AIM >> Write out every entry precisely as given, leaving the pictures out.

PROVIDED MATERIAL >>
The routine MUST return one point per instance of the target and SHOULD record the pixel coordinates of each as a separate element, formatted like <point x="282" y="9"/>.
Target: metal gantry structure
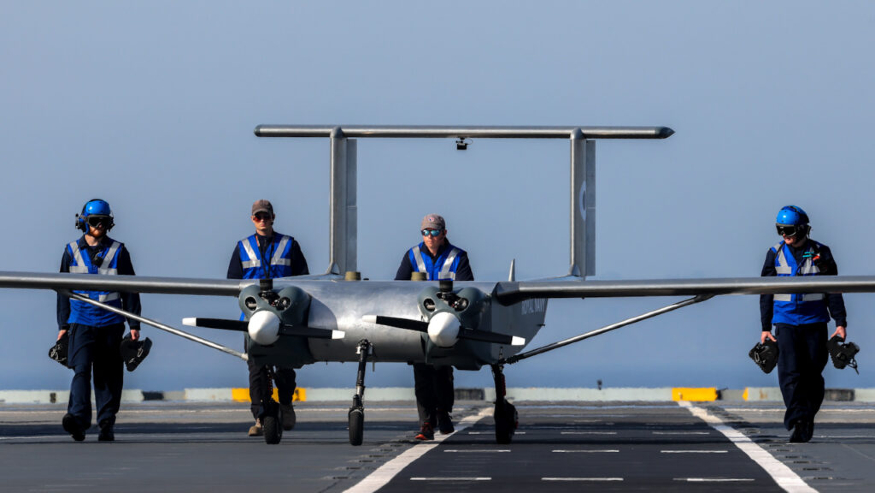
<point x="343" y="233"/>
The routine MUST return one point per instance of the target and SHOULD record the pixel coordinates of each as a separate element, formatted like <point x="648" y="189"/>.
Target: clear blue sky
<point x="151" y="106"/>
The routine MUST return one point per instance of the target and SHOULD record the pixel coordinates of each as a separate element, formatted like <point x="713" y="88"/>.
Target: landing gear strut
<point x="505" y="415"/>
<point x="357" y="411"/>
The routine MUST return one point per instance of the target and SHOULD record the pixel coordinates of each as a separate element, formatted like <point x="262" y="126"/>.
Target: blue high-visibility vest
<point x="442" y="268"/>
<point x="798" y="309"/>
<point x="87" y="314"/>
<point x="277" y="261"/>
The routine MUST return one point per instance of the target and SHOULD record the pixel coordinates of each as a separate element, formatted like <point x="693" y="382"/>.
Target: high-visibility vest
<point x="81" y="263"/>
<point x="799" y="308"/>
<point x="442" y="268"/>
<point x="277" y="261"/>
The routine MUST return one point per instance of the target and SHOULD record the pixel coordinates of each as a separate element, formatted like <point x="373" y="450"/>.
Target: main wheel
<point x="356" y="426"/>
<point x="506" y="422"/>
<point x="273" y="431"/>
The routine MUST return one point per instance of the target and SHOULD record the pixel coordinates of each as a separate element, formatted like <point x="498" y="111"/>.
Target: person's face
<point x="431" y="241"/>
<point x="97" y="226"/>
<point x="263" y="222"/>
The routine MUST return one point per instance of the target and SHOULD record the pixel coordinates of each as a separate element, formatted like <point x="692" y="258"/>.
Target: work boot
<point x="257" y="429"/>
<point x="73" y="427"/>
<point x="289" y="418"/>
<point x="426" y="432"/>
<point x="445" y="423"/>
<point x="803" y="431"/>
<point x="106" y="431"/>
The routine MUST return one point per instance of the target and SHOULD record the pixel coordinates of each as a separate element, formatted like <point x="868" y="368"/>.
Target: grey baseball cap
<point x="433" y="221"/>
<point x="262" y="206"/>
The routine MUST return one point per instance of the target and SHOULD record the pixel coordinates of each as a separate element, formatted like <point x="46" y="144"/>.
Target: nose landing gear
<point x="505" y="415"/>
<point x="357" y="411"/>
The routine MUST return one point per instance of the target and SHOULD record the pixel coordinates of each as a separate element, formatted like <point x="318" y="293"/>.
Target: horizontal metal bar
<point x="607" y="328"/>
<point x="482" y="132"/>
<point x="158" y="325"/>
<point x="136" y="284"/>
<point x="513" y="292"/>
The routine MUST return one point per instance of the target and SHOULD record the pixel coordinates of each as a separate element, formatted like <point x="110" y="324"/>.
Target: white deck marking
<point x="589" y="433"/>
<point x="783" y="475"/>
<point x="681" y="432"/>
<point x="713" y="480"/>
<point x="581" y="479"/>
<point x="389" y="470"/>
<point x="606" y="451"/>
<point x="450" y="479"/>
<point x="693" y="451"/>
<point x="475" y="451"/>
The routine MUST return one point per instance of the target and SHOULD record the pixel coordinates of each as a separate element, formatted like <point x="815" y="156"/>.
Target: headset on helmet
<point x="791" y="216"/>
<point x="94" y="207"/>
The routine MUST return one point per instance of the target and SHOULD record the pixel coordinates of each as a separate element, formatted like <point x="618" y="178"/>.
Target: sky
<point x="152" y="105"/>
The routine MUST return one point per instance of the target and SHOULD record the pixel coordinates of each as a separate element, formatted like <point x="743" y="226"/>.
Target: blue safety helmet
<point x="792" y="220"/>
<point x="94" y="207"/>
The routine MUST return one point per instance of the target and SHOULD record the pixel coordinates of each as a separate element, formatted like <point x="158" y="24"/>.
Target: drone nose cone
<point x="264" y="327"/>
<point x="443" y="329"/>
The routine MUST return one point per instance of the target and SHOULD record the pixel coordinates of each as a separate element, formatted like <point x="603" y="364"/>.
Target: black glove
<point x="765" y="355"/>
<point x="842" y="355"/>
<point x="58" y="352"/>
<point x="134" y="352"/>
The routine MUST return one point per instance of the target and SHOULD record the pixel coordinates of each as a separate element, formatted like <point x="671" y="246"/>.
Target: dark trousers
<point x="802" y="356"/>
<point x="95" y="349"/>
<point x="261" y="390"/>
<point x="434" y="391"/>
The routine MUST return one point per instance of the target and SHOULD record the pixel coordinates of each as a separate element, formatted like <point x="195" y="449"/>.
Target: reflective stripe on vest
<point x="782" y="267"/>
<point x="280" y="264"/>
<point x="447" y="271"/>
<point x="108" y="267"/>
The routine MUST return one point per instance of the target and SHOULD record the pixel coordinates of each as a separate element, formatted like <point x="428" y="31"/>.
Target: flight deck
<point x="559" y="446"/>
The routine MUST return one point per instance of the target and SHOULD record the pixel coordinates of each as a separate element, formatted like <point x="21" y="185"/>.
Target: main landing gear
<point x="357" y="411"/>
<point x="505" y="415"/>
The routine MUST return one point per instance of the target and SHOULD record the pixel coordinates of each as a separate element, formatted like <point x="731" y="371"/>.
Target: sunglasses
<point x="96" y="221"/>
<point x="788" y="231"/>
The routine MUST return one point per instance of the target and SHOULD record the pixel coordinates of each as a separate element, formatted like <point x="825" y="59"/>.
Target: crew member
<point x="95" y="334"/>
<point x="800" y="320"/>
<point x="268" y="255"/>
<point x="439" y="259"/>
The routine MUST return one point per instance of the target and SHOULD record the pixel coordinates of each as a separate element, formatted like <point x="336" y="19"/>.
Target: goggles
<point x="787" y="230"/>
<point x="97" y="221"/>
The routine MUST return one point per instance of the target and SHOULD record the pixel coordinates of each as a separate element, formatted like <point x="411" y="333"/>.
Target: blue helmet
<point x="790" y="215"/>
<point x="94" y="207"/>
<point x="791" y="221"/>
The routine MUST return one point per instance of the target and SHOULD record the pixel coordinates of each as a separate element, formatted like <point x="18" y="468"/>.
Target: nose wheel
<point x="505" y="415"/>
<point x="357" y="411"/>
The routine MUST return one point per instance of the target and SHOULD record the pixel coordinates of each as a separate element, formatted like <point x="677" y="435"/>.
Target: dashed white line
<point x="693" y="451"/>
<point x="581" y="479"/>
<point x="606" y="451"/>
<point x="783" y="475"/>
<point x="589" y="432"/>
<point x="681" y="432"/>
<point x="450" y="479"/>
<point x="713" y="480"/>
<point x="389" y="470"/>
<point x="475" y="451"/>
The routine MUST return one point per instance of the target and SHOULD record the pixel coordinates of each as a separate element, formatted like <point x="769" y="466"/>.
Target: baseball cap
<point x="433" y="221"/>
<point x="262" y="206"/>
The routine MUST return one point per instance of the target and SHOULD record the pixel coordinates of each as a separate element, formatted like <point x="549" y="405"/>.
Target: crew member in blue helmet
<point x="800" y="320"/>
<point x="268" y="255"/>
<point x="440" y="260"/>
<point x="95" y="334"/>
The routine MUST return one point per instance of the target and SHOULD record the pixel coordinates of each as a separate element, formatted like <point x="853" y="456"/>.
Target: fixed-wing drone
<point x="335" y="316"/>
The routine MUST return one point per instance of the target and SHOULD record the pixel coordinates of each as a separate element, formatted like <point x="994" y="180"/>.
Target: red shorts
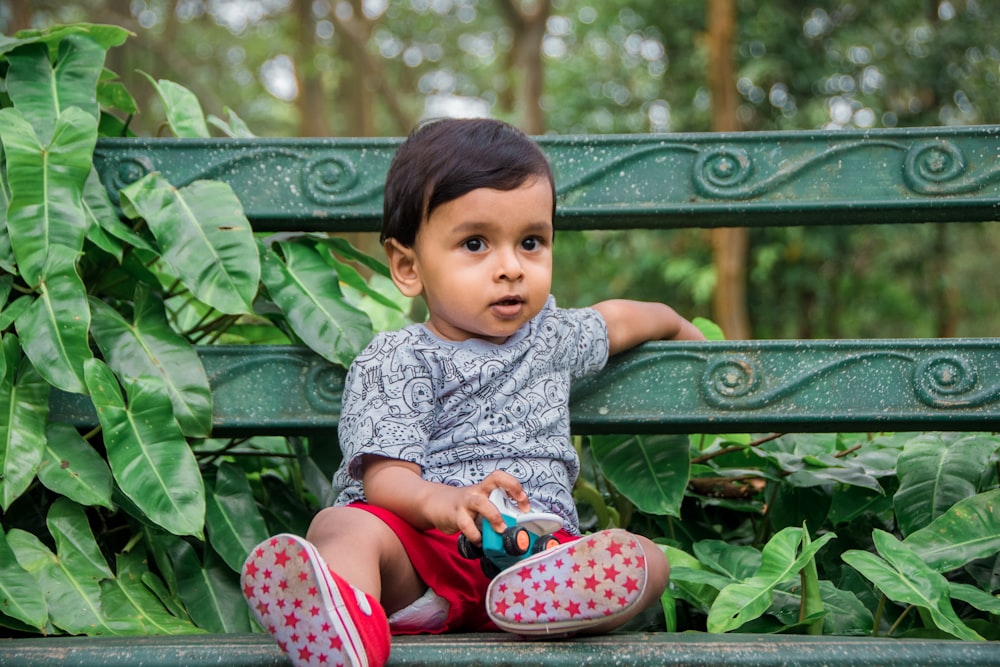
<point x="458" y="580"/>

EXERCISE SOLUTION >>
The routine MUST return one point per instance of the target and SHOULD record the pixel coordinates of each as a separate element, formatted like <point x="282" y="9"/>.
Target: metal gantry structure
<point x="343" y="233"/>
The routine MUST return one point per instance of the target and SHOULD record the pixel coordinates of each as a separate element, formatted like <point x="648" y="189"/>.
Target: clear blue sky
<point x="151" y="106"/>
The routine MUST return one point per instance of the target and SHOULD record the pixel coordinates of each as a separate element, formatted like <point x="713" y="88"/>.
Target: landing gear strut
<point x="505" y="415"/>
<point x="357" y="411"/>
The routine MUST return one point per instance of the target and SHOULD record the pixel coordinates of each as a separate element, formatted like <point x="262" y="126"/>.
Target: blue high-visibility vest
<point x="442" y="268"/>
<point x="798" y="309"/>
<point x="87" y="314"/>
<point x="277" y="261"/>
The routine MUST return one point per instance of the target and SHOULD record the pixel coordinates of each as a separate element, formatted like <point x="693" y="382"/>.
Target: high-visibility vest
<point x="81" y="263"/>
<point x="799" y="308"/>
<point x="442" y="268"/>
<point x="277" y="261"/>
The routine MUST return one point per instance of the target and SHOULD record the pixel coordinates of each as a separate element, formatted like <point x="373" y="450"/>.
Target: main wheel
<point x="356" y="426"/>
<point x="506" y="422"/>
<point x="273" y="431"/>
The routine MUST return one point per instance of the target and SHOULD record the pixel coordinates of each as a separate element, formatted like <point x="498" y="111"/>.
Target: person's face
<point x="431" y="241"/>
<point x="97" y="226"/>
<point x="263" y="222"/>
The routine MUST return one point per instance of the target and SHOULD record the pixel coordinates of each as a separate element, formatted like <point x="692" y="258"/>.
Target: work boot
<point x="257" y="429"/>
<point x="73" y="427"/>
<point x="289" y="418"/>
<point x="426" y="432"/>
<point x="445" y="423"/>
<point x="803" y="431"/>
<point x="106" y="431"/>
The routine MUST return one point per instance of the target and SHOULD record the pixel coordinates of each as a separate element, formatted like <point x="868" y="368"/>.
Target: grey baseball cap
<point x="433" y="221"/>
<point x="262" y="206"/>
The routine MUST return one point per instance of the target and SHOULD record the pixel coordinates of each as a separate element, formatted like <point x="46" y="144"/>.
Target: nose landing gear
<point x="505" y="415"/>
<point x="357" y="411"/>
The routine MUST return one point per instance of the target and SHOULD record the pixel coordinates of each as a separate element, formatted like <point x="318" y="293"/>.
Target: horizontal metal bar
<point x="607" y="328"/>
<point x="482" y="132"/>
<point x="158" y="325"/>
<point x="136" y="284"/>
<point x="513" y="292"/>
The routine MUST return one point per instance of the target and SHOULD record the pixel coordinates of each as a separate element, formatted like <point x="110" y="324"/>.
Target: white deck marking
<point x="589" y="433"/>
<point x="783" y="475"/>
<point x="681" y="432"/>
<point x="713" y="480"/>
<point x="581" y="479"/>
<point x="389" y="470"/>
<point x="606" y="451"/>
<point x="450" y="479"/>
<point x="693" y="451"/>
<point x="475" y="451"/>
The routine MUST return one point per instance of the target and SHOULD record the pixel coordinates of each as a separate element, formatted like <point x="815" y="156"/>.
Target: headset on helmet
<point x="791" y="216"/>
<point x="94" y="207"/>
The routine MUST return one point per instance of the target and SHOULD record the pixel coordinates of each as a separate element, formatted like <point x="618" y="178"/>.
Target: sky
<point x="152" y="105"/>
The routine MUST return one point per instance of the target and SHOULD record the pixel coordinates of each as a separate element, formatted like <point x="743" y="226"/>.
Target: blue safety helmet
<point x="792" y="220"/>
<point x="94" y="207"/>
The routine MUST return one point per instance of the target and SHOULD record the pixel coordinates of each as a separate element, formatted like <point x="158" y="24"/>.
Target: drone nose cone
<point x="264" y="327"/>
<point x="443" y="329"/>
The routine MUST return one point per instance of the target and SHOULD record the pixel coordinates of each as a separate element, formatted like <point x="603" y="364"/>.
Target: black glove
<point x="765" y="355"/>
<point x="842" y="355"/>
<point x="58" y="352"/>
<point x="134" y="352"/>
The routine MUST return one point per instance of the target and SHOULD record the pixel coordinates of each as a separate element, formatted like <point x="671" y="246"/>.
Target: dark trousers
<point x="802" y="356"/>
<point x="95" y="349"/>
<point x="261" y="390"/>
<point x="434" y="391"/>
The routine MUST return one point per instance of the target and SHOULD record the pixel coordinates of each as a separate element, formatted like <point x="195" y="449"/>.
Target: reflective stripe on vest
<point x="782" y="267"/>
<point x="280" y="264"/>
<point x="447" y="271"/>
<point x="108" y="267"/>
The routine MUST return one point per instance of the target and SHOULD record the pixel coordinates of each as a separate element, formatted like <point x="428" y="31"/>.
Target: flight deck
<point x="559" y="446"/>
The routine MUST return one point per instance of the target and SHOULD record the pixel coordinates of each as a separate element, formatted like <point x="21" y="185"/>.
Target: main landing gear
<point x="357" y="411"/>
<point x="505" y="415"/>
The routine MUST return one point per instance of the target and SHOULD record the pixel coordinates of each as a separate element, formatted like <point x="731" y="371"/>.
Target: sunglasses
<point x="96" y="221"/>
<point x="788" y="231"/>
The routine MUST return one point per instance of the target and SHOULD record the pixel coordinates of each as a separate element, formatted like <point x="825" y="59"/>.
Target: crew member
<point x="95" y="334"/>
<point x="800" y="320"/>
<point x="268" y="255"/>
<point x="439" y="259"/>
The routine MUST return one point per instance of the target and SHOULD record the pixel coordinates of each as a separate element, formatted like <point x="336" y="19"/>.
Target: goggles
<point x="787" y="230"/>
<point x="97" y="221"/>
The routine MUST return one point per instance of the target and SHOULD record the pixel coordinates of each as a separate element, formatted like <point x="411" y="333"/>.
Target: blue helmet
<point x="790" y="215"/>
<point x="94" y="207"/>
<point x="791" y="221"/>
The routine MUST return one point per instance of the target and SHOULD record the pixel coordinates of each as a separate element, formatted like <point x="18" y="468"/>.
Target: nose wheel
<point x="505" y="415"/>
<point x="357" y="411"/>
The routine MUST return one point per instance of the target and SHOULD record the pixel coordinates of each as a separate element, formatted like <point x="677" y="435"/>.
Target: dashed white line
<point x="693" y="451"/>
<point x="581" y="479"/>
<point x="606" y="451"/>
<point x="783" y="475"/>
<point x="589" y="432"/>
<point x="681" y="432"/>
<point x="450" y="479"/>
<point x="713" y="480"/>
<point x="389" y="470"/>
<point x="475" y="451"/>
The routine MUST return one point per instance of the target and SHOULD record the pixel coordinates of each as a separate element, formatted like <point x="769" y="466"/>.
Target: baseball cap
<point x="433" y="221"/>
<point x="262" y="206"/>
The routine MUST return one point per instance of the target and SHOULD record the pixel coordinates of each as a separate element, formatted like <point x="549" y="405"/>.
Target: crew member in blue helmet
<point x="800" y="320"/>
<point x="268" y="255"/>
<point x="440" y="260"/>
<point x="95" y="334"/>
The routine MUST return one point per instance of the target and SHOULD record the pixel coordinates of each as a separate element, formatted like <point x="853" y="456"/>.
Target: fixed-wing drone
<point x="335" y="316"/>
The routine MUST return one point per instance of the target and SHOULD record the pixel coordinates of each as a separate element, formatted like <point x="994" y="180"/>.
Target: red shorts
<point x="458" y="580"/>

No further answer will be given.